**Text extract**

________________________________________

Price the tool again, it isn't $2500. Got ours for ~1300. We don't stock any fittings on our trucks, we keep 3 boxes at the shop stocked with common fittings and if we need it we use it. It is situational, wouldn't do a new house with it just because the distance between 2 3/4 90's won't even fit in a 2x6 wall. We will use it on bigger lines, repairs and lines that won't stop dripping. 

Cannot say I'm too crazy about the gas pro-press but it sounds a lot easier to use than breaking out the 300 and threading every cut. I'm sure it will have it's place there. I cannot see doing an entire gas line in pro-press, ever need to move anything you're up a creek...


----------



## rocksteady (Oct 8, 2008)

What he said. :stupid:


I keep a tool on the truck that I got for a VERY GOOD price. I pretty much only stock couplings since I only really use it on commercial jobs where the water must get turned back on asap. Couplings are relatively cheap and I can sweat up a ball valve or fip (If I'm tying into plastic) on a short piece of copper, then press it in. It's a matter of convenience for my customers.

I think it's a superior connection to Sharkbites, though both do use o-rings. I've seen Sharkbites pull off of a pipe, I've never seen PP do that. I certainly won't be doing repipes or new work with it though.






Paul


----------



## GrumpyPlumber (Jun 12, 2008)

504Plumber said:


> Price the tool again, it isn't $2500. Got ours for ~1300. We don't stock any fittings on our trucks, we keep 3 boxes at the shop stocked with common fittings and if we need it we use it. It is situational, wouldn't do a new house with it just because the distance between 2 3/4 90's won't even fit in a 2x6 wall. We will use it on bigger lines, repairs and lines that won't stop dripping.
> 
> Cannot say I'm too crazy about the gas pro-press but it sounds a lot easier to use than breaking out the 300 and threading every cut. I'm sure it will have it's place there. I cannot see doing an entire gas line in pro-press, ever need to move anything you're up a creek...


It's been a few years since I priced it, I think I may have been recalling the tool for 1"+, I'll stick it out with MAPP, Acetylene, Jetswet or a Ford if it's that bad.

On breaking out the 300, I seldom get above 1-1/4" in residential, a 700 is fine.

I think Ridgid seems to focus on selling tools instead of focusing on efficiency & streamlining.

MY point about additional tools or fittings is a common objection for Propress, atop the O-ring dissensions.


----------



## TallCoolOne (Dec 19, 2010)

I think the fitting for black iron will be very expensive.

Plus I think the plumber will screw himself out money by doing a propress for black iron. If I have to back off lots of gas pipe and pipe dope it to fix a leak in a systems I can charge a healthy amount. Try to charge that same amount with only one propress repair.

________________________________________

**Data excerpts**
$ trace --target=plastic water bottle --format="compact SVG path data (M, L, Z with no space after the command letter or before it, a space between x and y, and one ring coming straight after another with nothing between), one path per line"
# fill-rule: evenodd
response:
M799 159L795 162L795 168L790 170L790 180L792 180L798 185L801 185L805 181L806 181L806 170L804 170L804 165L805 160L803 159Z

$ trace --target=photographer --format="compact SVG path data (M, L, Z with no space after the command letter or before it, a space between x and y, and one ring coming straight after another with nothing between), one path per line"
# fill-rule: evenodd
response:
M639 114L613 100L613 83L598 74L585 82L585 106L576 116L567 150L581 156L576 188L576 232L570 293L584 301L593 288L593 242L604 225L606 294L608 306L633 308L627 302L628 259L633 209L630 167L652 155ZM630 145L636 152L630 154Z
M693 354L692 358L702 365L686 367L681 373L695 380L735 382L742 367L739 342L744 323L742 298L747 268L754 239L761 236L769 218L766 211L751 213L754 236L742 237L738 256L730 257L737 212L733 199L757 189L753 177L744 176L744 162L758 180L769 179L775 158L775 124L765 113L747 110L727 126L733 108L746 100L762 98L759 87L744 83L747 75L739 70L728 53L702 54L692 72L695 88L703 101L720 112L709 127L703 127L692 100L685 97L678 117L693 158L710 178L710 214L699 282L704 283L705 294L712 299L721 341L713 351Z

________________________________________

**List of tasks**
a) Extract the passage of the ProPress forum thread from "On breaking out" to "(Dec 19, 2010)", reproducing it word for word.
b) Write the next part of the ProPress forum thread, picking up after its final sentence.
The data that comes after the ProPress forum thread is separate material.

**Expected answers**
a)
On breaking out the 300, I seldom get above 1-1/4" in residential, a 700 is fine.

I think Ridgid seems to focus on selling tools instead of focusing on efficiency & streamlining.

MY point about additional tools or fittings is a common objection for Propress, atop the O-ring dissensions.


----------



## TallCoolOne (Dec 19, 2010)

b)
For Water Pipes I think ProPress is a great repair


----------



## plbgbiz (Aug 27, 2010)

TallCoolOne said:


> I think the fitting for black iron will be very expensive.
> 
> Plus I think the plumber will screw himself out money by doing a propress for black iron. If I have to back off lots of gas pipe and pipe dope it to fix a leak in a systems I can charge a healthy amount. Try to charge that same amount with only one propress repair.
> 
> For Water Pipes I think ProPress is a great repair


:blink:

With that line of reasoning...aren't you losing money by not draining down the whole water distribution system and soldering in the repair on water pipes?

The customer can pay for the expense of additional time needed to use the slow method, or they can pay for the expense of the equipment/expertise/convenience of having a fast repair using costly equipment and fittings. Either way, the customer has to pay the cost.


----------



## TallCoolOne (Dec 19, 2010)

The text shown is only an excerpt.